_Do this_
Replace every "Task directive" with "Label request" in the data below, from its start through the line holding "[221,125,323,213]", inclusive, and change nothing else. Leave the pictures out of your answer.
● ● ● ● ● ● ●
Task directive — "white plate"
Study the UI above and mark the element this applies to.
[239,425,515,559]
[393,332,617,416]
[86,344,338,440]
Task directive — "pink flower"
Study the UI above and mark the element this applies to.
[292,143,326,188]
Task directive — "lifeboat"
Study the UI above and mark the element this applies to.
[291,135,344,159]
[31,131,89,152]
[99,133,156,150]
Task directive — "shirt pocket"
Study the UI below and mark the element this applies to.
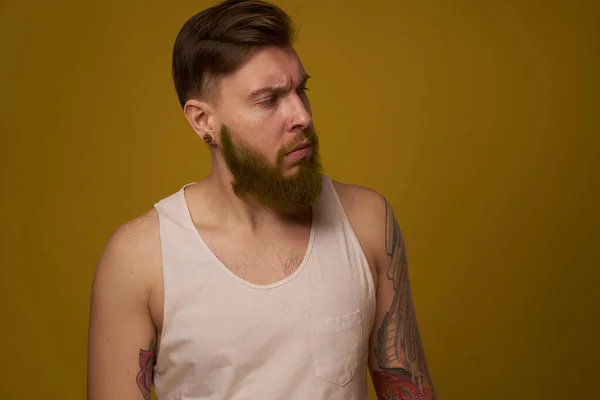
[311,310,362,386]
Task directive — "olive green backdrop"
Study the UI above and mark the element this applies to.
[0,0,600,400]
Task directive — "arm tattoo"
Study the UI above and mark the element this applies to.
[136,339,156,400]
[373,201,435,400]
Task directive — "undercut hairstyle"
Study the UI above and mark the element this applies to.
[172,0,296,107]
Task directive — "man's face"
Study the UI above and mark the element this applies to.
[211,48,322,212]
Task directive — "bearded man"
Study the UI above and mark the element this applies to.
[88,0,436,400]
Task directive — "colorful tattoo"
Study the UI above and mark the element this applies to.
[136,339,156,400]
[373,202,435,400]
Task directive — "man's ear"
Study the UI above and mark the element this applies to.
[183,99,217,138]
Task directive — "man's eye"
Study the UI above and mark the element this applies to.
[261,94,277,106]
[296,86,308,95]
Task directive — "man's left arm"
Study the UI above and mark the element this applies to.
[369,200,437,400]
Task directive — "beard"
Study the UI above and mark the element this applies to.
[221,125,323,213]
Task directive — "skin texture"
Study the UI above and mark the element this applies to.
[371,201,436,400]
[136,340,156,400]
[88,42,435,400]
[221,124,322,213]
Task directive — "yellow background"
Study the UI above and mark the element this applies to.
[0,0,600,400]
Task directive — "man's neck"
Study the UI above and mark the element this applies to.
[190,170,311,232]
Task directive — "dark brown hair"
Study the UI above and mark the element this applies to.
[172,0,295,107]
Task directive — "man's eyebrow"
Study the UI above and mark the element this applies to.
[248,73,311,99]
● ● ● ● ● ● ●
_Answer to this problem_
Label request — "white plate"
Study the UI above and mark the element this applies to.
[239,425,515,559]
[393,332,617,416]
[86,344,338,440]
Label request — "pink flower"
Study the UI above and mark the element this applies to.
[292,143,326,188]
Label request — "lifeboat"
Study the UI above and mark the element this applies to.
[291,135,344,159]
[31,131,89,152]
[99,133,156,150]
Label request — "shirt pocket"
Study the UI below and mark the element this applies to.
[311,310,362,386]
Label request — "olive green backdrop"
Study the UI above and mark the element this applies to.
[0,0,600,400]
Label request — "arm tattoo"
Study the UI above and mark the element this applies to.
[136,339,156,400]
[373,201,435,400]
Label request — "undercut hairstyle"
Study the UI above and mark the element this applies to.
[172,0,296,107]
Label request — "man's face"
Study the UI above and mark the element this applies to.
[211,48,322,212]
Label request — "bearded man"
Study the UI above and mark the element this applies to.
[88,0,436,400]
Label request — "colorful tattoo"
Study the UI above and mark the element this applies to.
[136,339,156,400]
[373,202,435,400]
Label request — "man's ear"
Study the UI above and mark the element this applies to.
[183,99,217,138]
Label request — "man's eye"
Study the UI above and mark the element this applies to.
[261,94,277,106]
[296,86,308,95]
Label request — "man's left arm"
Study the UI above and mark the element this applies to.
[369,200,437,400]
Label request — "beard"
Study the UI above and mark the element this applies to.
[221,125,323,213]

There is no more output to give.